_TO-DO LIST:_
1. Decide whether each statement agrees with the excerpt on programming languages, answering yes or no and quoting the words that settle it: (a) Go is said to have a fairly shallow learning curve. (b) Rust's static analysis is said to catch race conditions. (c) Veteran C developers are said to have claimed they can write secure C code.
2. From the excerpt on programming languages, extract word for word the part that opens with the words containing "Go doesn't have" and closes with "programming language ;)".

Thus, unless you have a good reason (of which, admittedly, there are plenty) to use C or C++, something that holds your hand a bit more might be a reasonable choice for many people out there.
Go is a decent choice, because of a fairly shallow learning curve and not too much complexity, while having good library support and decent platform support.
Rust is a safer choice, but at the expense of needing to spend a non-insignificant amount of time learning the language, even though the compiler is pretty good at being helpful too.
> That said, they're also challenging to use for the "average" (median) developer who'd end up creating code that is error-prone and would probably have memory leaks sooner or later.
Many of the most highly credentialed, veteran C developers have said they can't write secure C code. Food for thought.
> Go is a decent choice, because of a fairly shallow learning curve and not too much complexity, while having good library support and decent platform support. Rust is a safer choice, but at the expense of needing to spend a non-insignificant amount of time learning the language, even though the compiler is pretty good at being helpful too.
Go doesn't have the strongest static guarantees, but it does provide a decent amount of static guarantees while also keeping the iteration cycle to a minimum. Languages like Rust have significantly longer iteration cycles, such that you can very likely ship sooner with Go at similar quality levels (time savings can go into catching bugs, including bugs which Rust's static analysis can't catch, such as race conditions). Moreover, I've had a few experiences where I got so in-the-weeds trying to pacify Rust's borrow-checker that I overlooked relatively straightforward bugs that I almost certainly would've caught in a less-tedious languages--sometimes static analysis can be distracting and in that respect, harm quality (I don't think this a big effect, but it's not something I've seen much discussion about).
There is unsecure code hidden in every project that uses any programming language ;)
I get what you're saying here, you're specifically talking about security vulnerabilities from memory related errors. I honestly wonder how many of these security vulnerabilities are truly issues that never would have come up in a more "secure" language like Java, or if the vulnerabilities would have just surfaced in a different manner.

_DATA ENTRIES:_
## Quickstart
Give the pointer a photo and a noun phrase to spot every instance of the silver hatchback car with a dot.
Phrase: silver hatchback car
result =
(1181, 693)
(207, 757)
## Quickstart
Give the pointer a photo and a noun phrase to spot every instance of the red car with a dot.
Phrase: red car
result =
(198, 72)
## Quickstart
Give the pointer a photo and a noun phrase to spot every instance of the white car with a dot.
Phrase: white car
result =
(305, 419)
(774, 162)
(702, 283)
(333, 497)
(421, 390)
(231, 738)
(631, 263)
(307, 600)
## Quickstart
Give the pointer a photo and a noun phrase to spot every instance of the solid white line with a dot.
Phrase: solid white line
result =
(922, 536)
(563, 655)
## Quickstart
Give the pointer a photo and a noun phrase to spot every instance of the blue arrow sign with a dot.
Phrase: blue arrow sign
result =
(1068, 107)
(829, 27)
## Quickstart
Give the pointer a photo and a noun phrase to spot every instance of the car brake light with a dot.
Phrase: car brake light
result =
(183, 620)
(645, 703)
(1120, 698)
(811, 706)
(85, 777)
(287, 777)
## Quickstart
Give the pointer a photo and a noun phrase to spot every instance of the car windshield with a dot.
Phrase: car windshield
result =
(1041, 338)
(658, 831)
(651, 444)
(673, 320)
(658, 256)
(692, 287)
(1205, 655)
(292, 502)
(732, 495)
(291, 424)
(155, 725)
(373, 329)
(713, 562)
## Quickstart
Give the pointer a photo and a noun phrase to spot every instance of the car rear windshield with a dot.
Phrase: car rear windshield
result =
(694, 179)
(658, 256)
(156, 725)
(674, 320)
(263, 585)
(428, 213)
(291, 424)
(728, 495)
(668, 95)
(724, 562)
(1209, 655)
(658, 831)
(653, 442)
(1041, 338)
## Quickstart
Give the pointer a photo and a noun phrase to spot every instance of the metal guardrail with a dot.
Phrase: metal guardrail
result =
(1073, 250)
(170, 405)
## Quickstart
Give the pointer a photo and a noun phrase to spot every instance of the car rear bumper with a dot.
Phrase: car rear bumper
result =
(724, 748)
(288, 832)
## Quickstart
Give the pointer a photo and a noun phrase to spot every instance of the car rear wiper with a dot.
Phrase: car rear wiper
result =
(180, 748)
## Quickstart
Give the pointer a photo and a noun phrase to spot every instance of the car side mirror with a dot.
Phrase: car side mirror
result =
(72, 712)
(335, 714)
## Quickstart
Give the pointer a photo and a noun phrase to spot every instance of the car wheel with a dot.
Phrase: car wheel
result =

_EXPECTED OUTPUTS:_
1.
(a) Yes: "because of a fairly shallow learning curve"
(b) No: "bugs which Rust's static analysis can't catch, such as race conditions"
(c) No: "have said they can't write secure C code"

2.
Go doesn't have the strongest static guarantees, but it does provide a decent amount of static guarantees while also keeping the iteration cycle to a minimum. Languages like Rust have significantly longer iteration cycles, such that you can very likely ship sooner with Go at similar quality levels (time savings can go into catching bugs, including bugs which Rust's static analysis can't catch, such as race conditions). Moreover, I've had a few experiences where I got so in-the-weeds trying to pacify Rust's borrow-checker that I overlooked relatively straightforward bugs that I almost certainly would've caught in a less-tedious languages--sometimes static analysis can be distracting and in that respect, harm quality (I don't think this a big effect, but it's not something I've seen much discussion about).
There is unsecure code hidden in every project that uses any programming language ;)